#### DATASET EXTRACT

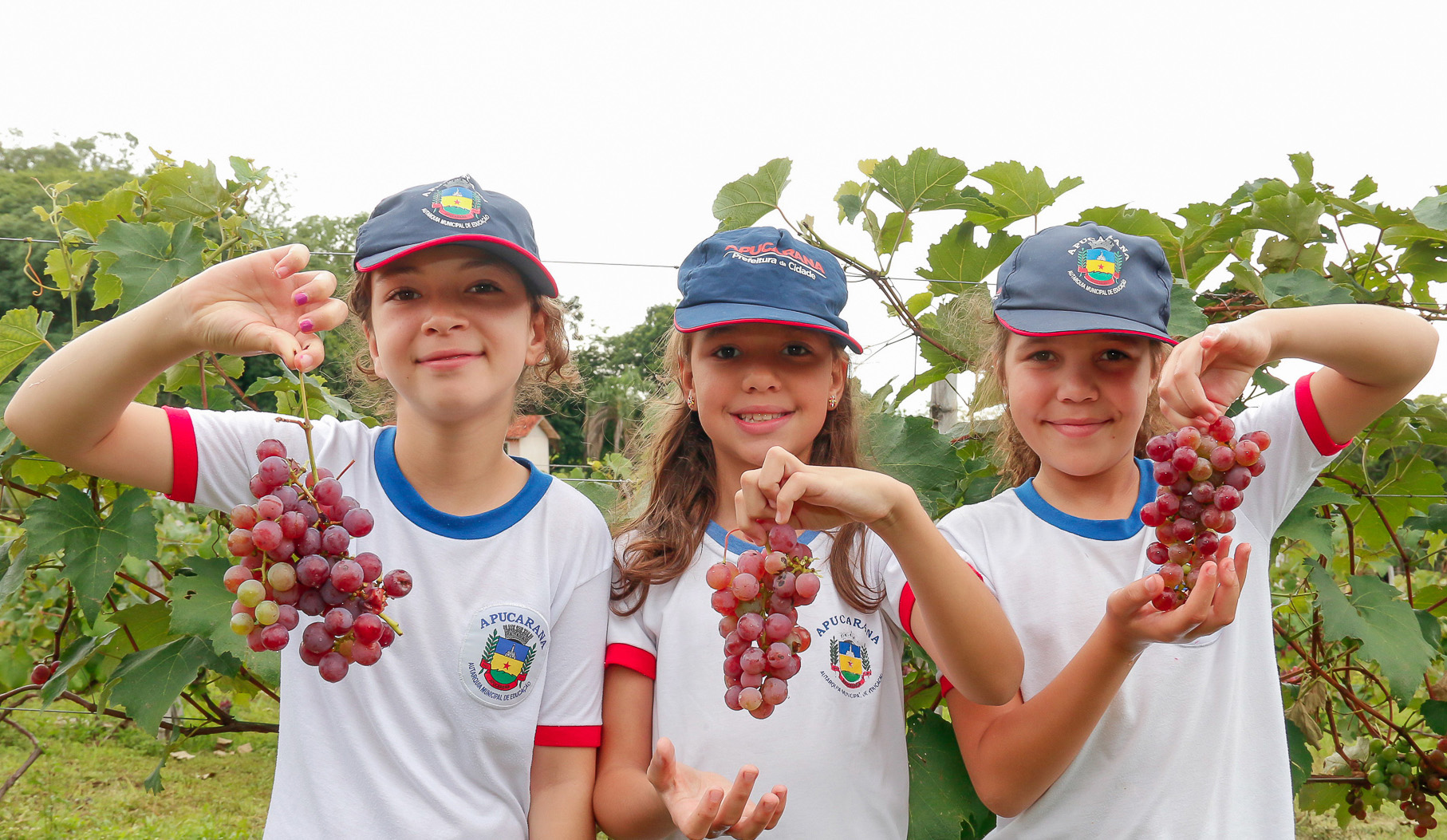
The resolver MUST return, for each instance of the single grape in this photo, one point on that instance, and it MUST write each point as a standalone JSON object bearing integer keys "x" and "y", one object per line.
{"x": 333, "y": 667}
{"x": 396, "y": 582}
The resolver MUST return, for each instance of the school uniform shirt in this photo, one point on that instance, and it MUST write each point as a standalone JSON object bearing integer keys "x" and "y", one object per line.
{"x": 838, "y": 739}
{"x": 1194, "y": 743}
{"x": 503, "y": 643}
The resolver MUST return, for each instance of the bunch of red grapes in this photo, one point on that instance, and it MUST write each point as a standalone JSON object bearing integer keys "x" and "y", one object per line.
{"x": 759, "y": 598}
{"x": 1201, "y": 479}
{"x": 293, "y": 558}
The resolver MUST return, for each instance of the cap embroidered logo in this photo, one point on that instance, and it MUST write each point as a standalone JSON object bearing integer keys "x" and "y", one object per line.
{"x": 1098, "y": 261}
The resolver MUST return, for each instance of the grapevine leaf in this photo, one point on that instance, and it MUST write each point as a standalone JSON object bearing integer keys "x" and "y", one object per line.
{"x": 200, "y": 605}
{"x": 1381, "y": 620}
{"x": 21, "y": 332}
{"x": 925, "y": 181}
{"x": 747, "y": 200}
{"x": 1018, "y": 195}
{"x": 1187, "y": 316}
{"x": 942, "y": 803}
{"x": 1299, "y": 755}
{"x": 149, "y": 681}
{"x": 956, "y": 259}
{"x": 913, "y": 452}
{"x": 93, "y": 216}
{"x": 1436, "y": 714}
{"x": 1303, "y": 287}
{"x": 151, "y": 258}
{"x": 77, "y": 655}
{"x": 93, "y": 548}
{"x": 1431, "y": 211}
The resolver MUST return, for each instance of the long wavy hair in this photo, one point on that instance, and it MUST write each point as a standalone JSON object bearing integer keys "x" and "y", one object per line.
{"x": 553, "y": 373}
{"x": 1013, "y": 455}
{"x": 679, "y": 479}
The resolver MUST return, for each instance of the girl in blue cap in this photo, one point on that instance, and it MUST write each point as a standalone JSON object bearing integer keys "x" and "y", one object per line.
{"x": 439, "y": 739}
{"x": 759, "y": 385}
{"x": 1132, "y": 722}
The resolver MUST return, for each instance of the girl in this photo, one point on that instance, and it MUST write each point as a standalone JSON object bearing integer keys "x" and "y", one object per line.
{"x": 1113, "y": 736}
{"x": 763, "y": 380}
{"x": 456, "y": 312}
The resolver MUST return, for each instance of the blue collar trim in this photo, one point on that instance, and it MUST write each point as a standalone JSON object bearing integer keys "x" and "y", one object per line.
{"x": 739, "y": 545}
{"x": 1096, "y": 529}
{"x": 459, "y": 527}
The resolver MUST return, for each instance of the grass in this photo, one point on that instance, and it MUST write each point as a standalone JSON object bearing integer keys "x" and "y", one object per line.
{"x": 89, "y": 784}
{"x": 89, "y": 781}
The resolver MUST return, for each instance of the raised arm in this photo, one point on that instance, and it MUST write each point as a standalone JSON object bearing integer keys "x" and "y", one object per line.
{"x": 78, "y": 408}
{"x": 645, "y": 792}
{"x": 956, "y": 617}
{"x": 1370, "y": 357}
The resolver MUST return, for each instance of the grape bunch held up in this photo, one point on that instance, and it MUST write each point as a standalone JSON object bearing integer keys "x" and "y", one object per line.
{"x": 291, "y": 549}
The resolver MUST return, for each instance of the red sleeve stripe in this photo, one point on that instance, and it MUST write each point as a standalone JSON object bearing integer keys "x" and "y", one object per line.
{"x": 908, "y": 610}
{"x": 184, "y": 463}
{"x": 634, "y": 658}
{"x": 1311, "y": 419}
{"x": 569, "y": 736}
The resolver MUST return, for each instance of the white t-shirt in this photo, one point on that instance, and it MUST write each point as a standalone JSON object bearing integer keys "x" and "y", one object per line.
{"x": 423, "y": 743}
{"x": 838, "y": 739}
{"x": 1194, "y": 743}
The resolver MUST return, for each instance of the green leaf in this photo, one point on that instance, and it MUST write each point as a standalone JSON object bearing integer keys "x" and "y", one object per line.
{"x": 747, "y": 200}
{"x": 149, "y": 681}
{"x": 151, "y": 258}
{"x": 926, "y": 180}
{"x": 1018, "y": 195}
{"x": 1299, "y": 755}
{"x": 200, "y": 605}
{"x": 1187, "y": 317}
{"x": 93, "y": 216}
{"x": 1431, "y": 211}
{"x": 912, "y": 451}
{"x": 1307, "y": 287}
{"x": 1304, "y": 167}
{"x": 93, "y": 548}
{"x": 1381, "y": 620}
{"x": 21, "y": 332}
{"x": 897, "y": 229}
{"x": 1363, "y": 188}
{"x": 1434, "y": 712}
{"x": 942, "y": 803}
{"x": 956, "y": 259}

#### TASK DIRECTIONS
Exactly the lines from the one with "The resolver MUST return, for each instance of the white" through the end of the entries, both included, should be written out, and no others.

#### ANSWER TO THE PROBLEM
The resolver MUST return, for each instance of the white t-shirt in this photo, one point on that instance, and it MUST write each point as a standalone JSON object bearing integer keys "x" and "y", one object per line.
{"x": 423, "y": 743}
{"x": 838, "y": 739}
{"x": 1194, "y": 743}
The resolver MUST return, for each instance of the green leaf in this photo, one point on that instance, and it MUST write each point as a standalone JSON object bearing integer keys "x" and "y", one object per line.
{"x": 747, "y": 200}
{"x": 149, "y": 681}
{"x": 151, "y": 258}
{"x": 926, "y": 180}
{"x": 1018, "y": 195}
{"x": 1299, "y": 755}
{"x": 200, "y": 605}
{"x": 1187, "y": 317}
{"x": 93, "y": 216}
{"x": 1431, "y": 211}
{"x": 912, "y": 451}
{"x": 1307, "y": 287}
{"x": 1304, "y": 167}
{"x": 93, "y": 548}
{"x": 1381, "y": 620}
{"x": 21, "y": 332}
{"x": 897, "y": 229}
{"x": 1363, "y": 188}
{"x": 1434, "y": 712}
{"x": 942, "y": 803}
{"x": 956, "y": 259}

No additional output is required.